• Material for this task
****************

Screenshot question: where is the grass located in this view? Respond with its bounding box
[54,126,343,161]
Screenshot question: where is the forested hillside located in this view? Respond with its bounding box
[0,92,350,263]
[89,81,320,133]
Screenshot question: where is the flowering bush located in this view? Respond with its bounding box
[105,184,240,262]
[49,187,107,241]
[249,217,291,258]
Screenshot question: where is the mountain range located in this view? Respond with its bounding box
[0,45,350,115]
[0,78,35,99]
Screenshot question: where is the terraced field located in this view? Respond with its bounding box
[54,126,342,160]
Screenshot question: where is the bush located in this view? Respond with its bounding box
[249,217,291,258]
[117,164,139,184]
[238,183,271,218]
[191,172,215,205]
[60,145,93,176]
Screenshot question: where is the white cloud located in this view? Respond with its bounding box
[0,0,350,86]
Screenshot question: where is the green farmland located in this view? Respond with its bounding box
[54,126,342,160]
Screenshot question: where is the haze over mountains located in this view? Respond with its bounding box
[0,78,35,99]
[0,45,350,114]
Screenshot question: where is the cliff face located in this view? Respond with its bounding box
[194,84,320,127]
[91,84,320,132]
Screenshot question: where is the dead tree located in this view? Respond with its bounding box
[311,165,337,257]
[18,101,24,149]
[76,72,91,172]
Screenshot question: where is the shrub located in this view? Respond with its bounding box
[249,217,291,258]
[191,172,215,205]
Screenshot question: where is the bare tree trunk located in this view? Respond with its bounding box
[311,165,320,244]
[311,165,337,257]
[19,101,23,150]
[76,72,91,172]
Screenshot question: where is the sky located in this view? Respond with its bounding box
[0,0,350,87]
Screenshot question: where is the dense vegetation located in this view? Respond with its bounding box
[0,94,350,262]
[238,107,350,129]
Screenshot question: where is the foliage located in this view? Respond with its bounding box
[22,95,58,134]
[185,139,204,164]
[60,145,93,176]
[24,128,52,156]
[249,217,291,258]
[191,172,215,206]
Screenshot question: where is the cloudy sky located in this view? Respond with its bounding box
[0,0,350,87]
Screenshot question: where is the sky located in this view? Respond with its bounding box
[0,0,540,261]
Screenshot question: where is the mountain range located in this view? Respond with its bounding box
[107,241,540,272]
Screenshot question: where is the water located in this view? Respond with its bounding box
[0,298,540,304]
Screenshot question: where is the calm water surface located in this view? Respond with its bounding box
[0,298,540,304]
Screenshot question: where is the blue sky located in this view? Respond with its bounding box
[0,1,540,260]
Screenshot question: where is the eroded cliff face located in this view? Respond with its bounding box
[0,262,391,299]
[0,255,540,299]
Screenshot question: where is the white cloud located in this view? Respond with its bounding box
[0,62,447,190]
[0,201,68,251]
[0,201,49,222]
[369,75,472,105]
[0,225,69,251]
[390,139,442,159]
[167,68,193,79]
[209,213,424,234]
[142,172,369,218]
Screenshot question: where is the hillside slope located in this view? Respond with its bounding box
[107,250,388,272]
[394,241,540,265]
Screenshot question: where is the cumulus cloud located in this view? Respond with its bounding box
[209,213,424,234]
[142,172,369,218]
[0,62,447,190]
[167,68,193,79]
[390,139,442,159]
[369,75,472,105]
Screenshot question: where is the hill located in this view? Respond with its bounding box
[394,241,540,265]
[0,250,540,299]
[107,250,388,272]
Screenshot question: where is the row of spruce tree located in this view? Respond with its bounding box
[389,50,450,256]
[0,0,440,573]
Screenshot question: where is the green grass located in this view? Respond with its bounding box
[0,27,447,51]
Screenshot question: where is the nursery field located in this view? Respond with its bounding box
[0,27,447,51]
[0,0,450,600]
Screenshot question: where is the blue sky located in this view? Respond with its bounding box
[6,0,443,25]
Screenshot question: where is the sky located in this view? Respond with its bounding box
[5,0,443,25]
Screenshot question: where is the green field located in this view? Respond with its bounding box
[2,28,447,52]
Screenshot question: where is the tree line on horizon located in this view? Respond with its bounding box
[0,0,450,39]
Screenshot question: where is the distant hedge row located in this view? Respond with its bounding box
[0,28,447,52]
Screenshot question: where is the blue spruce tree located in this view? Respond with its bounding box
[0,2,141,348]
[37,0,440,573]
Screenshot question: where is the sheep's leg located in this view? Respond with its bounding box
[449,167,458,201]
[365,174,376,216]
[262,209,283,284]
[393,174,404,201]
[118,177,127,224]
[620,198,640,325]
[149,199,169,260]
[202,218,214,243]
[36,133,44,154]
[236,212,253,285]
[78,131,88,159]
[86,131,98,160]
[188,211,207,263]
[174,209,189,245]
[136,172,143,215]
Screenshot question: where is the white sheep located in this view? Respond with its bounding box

****************

• Exercise
Pick out every one of the rows above that contains the string "spruce", matching case exactly, and copy each such row in full.

• Answer below
Screenshot question: where is the row of spruce tree located in this view? Respond with its bounding box
Screenshot question: where is the blue spruce tree located in this view? Respond with its bounding box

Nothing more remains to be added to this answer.